* **Supplied passage**
- - - -

Press release October 20th, 2006

"Money does not smell – until it is touched"

Scientists explain the typical odor of iron and other metals

Leipzig/Blacksburg(USA). The typical metallic odor from touching iron containing coins, tools and other metal items is not caused by metal vapor, but by organic molecules from human skin. For this kind of human body odor, the iron (similar to copper) is acting only as a catalyst of the decomposition and evaporation of odor-intensive organic skin compounds.
Another known ”garlic” odor of pickling phosphorus containing cast iron and steel with acids is not caused by phosphorus hydride (phosphine) but by organophosphor-compounds.


"Pecunia non olet" (Money does not smell)
Source: Dr. Dietmar Glindemann

Color-tests of iron powder, copper penny, brass key

Color-tests of iron powder, copper penny, brass key
Foto: Dr. Dietmar Glindemann

download as jpg (0,9 MB)

A German-American research team led by chemist Dietmar Glindemann was able to prove these fallacies wrong. These research results under participation of scientists of Virginia Polytechnic Institute and State University (Virginia Tech), the University of Leipzig, and the Centre for Environmental Research Leipzig-Halle (UFZ) are now published by the highly rated science magazine ”Angewandte Chemie International Edition“.

Iron causes ”metallic“ human body odor

Of all the human senses, odor has been the most difficult to scientifically explain. Only two years ago, Linda Buck and Richard Axel were awarded the Nobel Prize in Medicine for being the first to decipher the more than 1000 genes that determine the sense of smell. Scientists from Blacksburg (VA, USA) und Leipzig are now working to unravel the equally complex chemistry of smell. “We are the first to demonstrate that when humans describe the “metallic” odor of iron metal, it is not evaporated iron atoms that smell. The odors humans perceive as “metallic” when they touch iron are really volatilized compounds of skin” said Prof. Andrea Dietrich from Virgina Tech. These odorous aldehydes and ketones split off of a kind of rancid skin fat (lipidperoxides) due to their decomposition by “bivalent” iron ions. This reactive form of iron (also called green rust) is a result of partial dissolution (corrosion) of the iron metal with acidic sweat from the skin. Since skin fat sticks to metal surfaces, a coin or a door handle containing iron or copper will smell via the decomposed lipidperoxides from all the human users that have previously touched them.

- - - -

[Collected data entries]
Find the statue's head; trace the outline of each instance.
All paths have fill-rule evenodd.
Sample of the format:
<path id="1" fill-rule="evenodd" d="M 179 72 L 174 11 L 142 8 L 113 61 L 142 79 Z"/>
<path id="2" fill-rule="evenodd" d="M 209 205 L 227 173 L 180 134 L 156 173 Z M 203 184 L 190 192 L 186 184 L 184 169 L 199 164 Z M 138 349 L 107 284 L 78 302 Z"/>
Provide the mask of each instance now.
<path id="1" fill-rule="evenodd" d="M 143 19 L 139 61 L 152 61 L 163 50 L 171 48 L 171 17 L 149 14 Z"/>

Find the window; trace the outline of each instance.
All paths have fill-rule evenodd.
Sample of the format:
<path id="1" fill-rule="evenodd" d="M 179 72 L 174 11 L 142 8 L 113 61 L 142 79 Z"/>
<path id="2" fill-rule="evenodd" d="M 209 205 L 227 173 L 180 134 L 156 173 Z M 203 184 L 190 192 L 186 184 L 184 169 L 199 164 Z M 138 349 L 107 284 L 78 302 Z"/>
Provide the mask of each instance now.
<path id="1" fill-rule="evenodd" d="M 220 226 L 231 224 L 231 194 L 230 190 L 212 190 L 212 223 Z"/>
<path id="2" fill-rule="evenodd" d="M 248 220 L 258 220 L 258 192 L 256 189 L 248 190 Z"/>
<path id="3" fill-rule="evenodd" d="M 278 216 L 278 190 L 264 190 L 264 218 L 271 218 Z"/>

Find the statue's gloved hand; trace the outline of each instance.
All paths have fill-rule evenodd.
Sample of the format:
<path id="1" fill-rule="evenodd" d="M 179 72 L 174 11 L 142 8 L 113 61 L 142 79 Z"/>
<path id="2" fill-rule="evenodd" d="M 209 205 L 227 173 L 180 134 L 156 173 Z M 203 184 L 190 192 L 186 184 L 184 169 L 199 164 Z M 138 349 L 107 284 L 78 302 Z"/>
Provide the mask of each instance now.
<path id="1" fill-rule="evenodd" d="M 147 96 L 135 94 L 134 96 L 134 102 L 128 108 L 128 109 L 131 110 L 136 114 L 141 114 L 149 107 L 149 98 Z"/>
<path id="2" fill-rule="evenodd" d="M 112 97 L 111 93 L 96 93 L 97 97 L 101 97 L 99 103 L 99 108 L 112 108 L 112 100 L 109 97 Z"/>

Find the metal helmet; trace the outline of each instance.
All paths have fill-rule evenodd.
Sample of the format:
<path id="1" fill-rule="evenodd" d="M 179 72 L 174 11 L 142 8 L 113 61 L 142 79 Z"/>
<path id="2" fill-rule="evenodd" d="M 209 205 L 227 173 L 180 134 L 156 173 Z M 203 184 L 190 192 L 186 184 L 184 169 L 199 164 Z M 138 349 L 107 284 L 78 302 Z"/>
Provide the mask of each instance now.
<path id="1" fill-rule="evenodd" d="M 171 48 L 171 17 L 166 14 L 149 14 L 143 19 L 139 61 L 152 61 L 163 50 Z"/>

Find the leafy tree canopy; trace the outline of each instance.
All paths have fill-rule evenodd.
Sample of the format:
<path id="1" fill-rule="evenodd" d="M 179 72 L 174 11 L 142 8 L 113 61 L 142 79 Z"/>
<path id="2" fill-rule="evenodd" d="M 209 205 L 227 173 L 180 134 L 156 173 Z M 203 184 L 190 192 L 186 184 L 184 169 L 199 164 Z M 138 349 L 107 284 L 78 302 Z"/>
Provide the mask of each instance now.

- - - -

* **Your tasks**
• 1. In the press release on metallic odor, rewrite everything from "Press release October" down to "organic skin compounds.", putting "trigger" in place of "catalyst".
• 2. According to the press release on metallic odor, what causes the "garlic" odor when phosphorus-containing cast iron and steel are pickled with acids?

* **Answer section**
• 1.
Press release October 20th, 2006

"Money does not smell – until it is touched"

Scientists explain the typical odor of iron and other metals

Leipzig/Blacksburg(USA). The typical metallic odor from touching iron containing coins, tools and other metal items is not caused by metal vapor, but by organic molecules from human skin. For this kind of human body odor, the iron (similar to copper) is acting only as a trigger of the decomposition and evaporation of odor-intensive organic skin compounds.

• 2. Organophosphor-compounds cause it, not phosphorus hydride (phosphine).